§ **Task requirements**
1. List the factors that, according to the passage on long term care insurance, can determine whether and when you should get a policy.
2. Using the passage on long term care insurance, decide whether each statement agrees with it. Answer yes or no for each, and quote the words that settle it.
(a) HIPAA was passed in 1996.
(b) Individual policies are the least common type of policy.
(c) Employer policies usually have stricter medical requirements than individual policies.
3. Write what comes next in the passage on long term care insurance, starting after its final sentence.

§ **Source passage**
==================================================
The Federal Health Insurance Portability and Accountability Act (HIPAA), passed back in 1996, gives certain federal tax advantages to individuals who have this type of insurance. Some states also confer additional tax benefits, adding some extra reasons for investing in a policy.
So should you get a long term care insurance policy? If so, when? This can depend on your age, your current state of health, your family history of medical problems during old age, and your income and assets. The premiums can be relatively high overall, and unfortunately, it isn’t always affordable for people for whom Social Security is their main source of current income. You should only buy a policy if you can afford the premiums for it.
Another caveat is that health problems can affect whether or not companies will be willing to insure you. Sadly, if a person already has pre-existing Alzheimer’s Disease, Parkinson’s Disease, or another serious health condition that affects the need for long term care, you usually won’t be able to buy a policy.
In many states, there are legal requirements for insurance agents to go through worksheets with you to assess whether buying long term care insurance is really the best option for you. For the most part, you should get a policy if:
- You have a good income and/or many assets, giving you a relatively high and stable net worth.
- You want to prevent the need to spend most or all of the value of those assets and savings on long term care expenses. (For example, you want to make sure you can leave an inheritance for your family.)
- You can comfortably afford the insurance premiums.
- You want to make sure you have as much choice as possible in where you receive long term care when that time comes.
In short, the cost to benefit ratio on long term care insurance policies is the most worthwhile for people who are relatively well off and stable financially.
If you do decide to go for it, there are several types of policies you can choose from.
- Individual policies. This option is by far the most common. These policies are sold directly to an individual.
- Employer policies. Some companies offer employees long term care insurance at a discount through group policies. In many cases, the medical requirements to qualify are relaxed in comparison to individual policies, making it easier to get coverage.
==================================================
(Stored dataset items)

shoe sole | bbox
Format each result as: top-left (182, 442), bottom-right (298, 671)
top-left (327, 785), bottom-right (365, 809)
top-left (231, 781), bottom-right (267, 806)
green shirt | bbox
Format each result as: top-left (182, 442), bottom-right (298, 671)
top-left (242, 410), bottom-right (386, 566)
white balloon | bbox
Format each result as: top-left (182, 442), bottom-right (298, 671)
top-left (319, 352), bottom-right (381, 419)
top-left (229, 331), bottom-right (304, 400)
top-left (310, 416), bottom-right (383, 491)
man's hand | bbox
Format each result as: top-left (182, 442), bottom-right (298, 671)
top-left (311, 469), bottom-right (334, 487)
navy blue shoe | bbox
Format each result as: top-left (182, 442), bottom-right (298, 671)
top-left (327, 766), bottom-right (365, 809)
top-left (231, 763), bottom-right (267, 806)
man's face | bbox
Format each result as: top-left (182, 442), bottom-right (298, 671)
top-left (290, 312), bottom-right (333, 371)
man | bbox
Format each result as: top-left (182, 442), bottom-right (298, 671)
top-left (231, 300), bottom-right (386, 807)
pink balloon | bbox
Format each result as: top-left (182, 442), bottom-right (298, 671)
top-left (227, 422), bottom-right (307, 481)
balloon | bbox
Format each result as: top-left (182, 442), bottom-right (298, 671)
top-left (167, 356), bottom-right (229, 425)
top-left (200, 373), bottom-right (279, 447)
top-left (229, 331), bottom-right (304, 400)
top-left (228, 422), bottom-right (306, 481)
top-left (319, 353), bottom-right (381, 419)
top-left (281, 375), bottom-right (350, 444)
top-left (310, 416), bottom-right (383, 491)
==================================================
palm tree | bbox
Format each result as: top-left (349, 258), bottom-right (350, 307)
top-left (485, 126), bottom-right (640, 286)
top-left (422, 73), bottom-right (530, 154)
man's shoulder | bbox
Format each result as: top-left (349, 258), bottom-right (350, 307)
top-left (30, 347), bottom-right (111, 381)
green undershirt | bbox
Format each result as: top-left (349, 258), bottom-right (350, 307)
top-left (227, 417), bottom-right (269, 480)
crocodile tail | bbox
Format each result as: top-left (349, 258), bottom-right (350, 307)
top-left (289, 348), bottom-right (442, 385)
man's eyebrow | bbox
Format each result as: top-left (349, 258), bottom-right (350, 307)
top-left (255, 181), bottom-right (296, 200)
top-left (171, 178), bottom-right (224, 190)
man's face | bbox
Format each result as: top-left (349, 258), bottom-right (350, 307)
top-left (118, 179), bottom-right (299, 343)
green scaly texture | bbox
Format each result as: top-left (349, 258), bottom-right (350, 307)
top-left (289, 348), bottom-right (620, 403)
==================================================
§ **Results for the exercise**
1.
- Your age
- Your current state of health
- Your family history of medical problems during old age
- Your income and assets

2.
(a) Yes: "passed back in 1996"
(b) No: "This option is by far the most common."
(c) No: "the medical requirements to qualify are relaxed in comparison to individual policies"

3.
- State or federal government policies. If you’re employed in the public sector, you may qualify for coverage under the Federal Long Term Care Insurance Program. This applies to active and retired uniformed service members, US Postal Service workers, and many other types of government employees.
There are also a few other, less common variants, like association policies and policies included with some types of health insurance.
If you’re a good fit for long term care insurance, and you both qualify and can afford it, it’s one of the best ways to minimize out of pocket expenses if you find yourself in need of assisted living care.
Choosing the Right Long Term Care Option
Eventually, you’ll find yourself needing to make a decision — whether it’s for yourself, or for a parent or other older relative.
Determine Your Budget
As we’ve mentioned, there are quite a few different options that can go a long way toward covering a majority of the total costs. With that said, you still won’t have an infinite budget, and you may need to limit your options based on what you can reasonably afford.
Tour Different Facilities In Your Price Range
Within a given price range, the quality of facilities can vary quite a bit. We recommend touring assisted living centers in person, keeping an eye out for red flags and making sure that residents are taken care of properly.
There’s no way around it — assisted living facilities cost money, even those that cater to active and relatively healthy seniors who don’t need a very high level of medical care on a daily basis. Fortunately, there are several options you can use to minimize your out of pocket costs.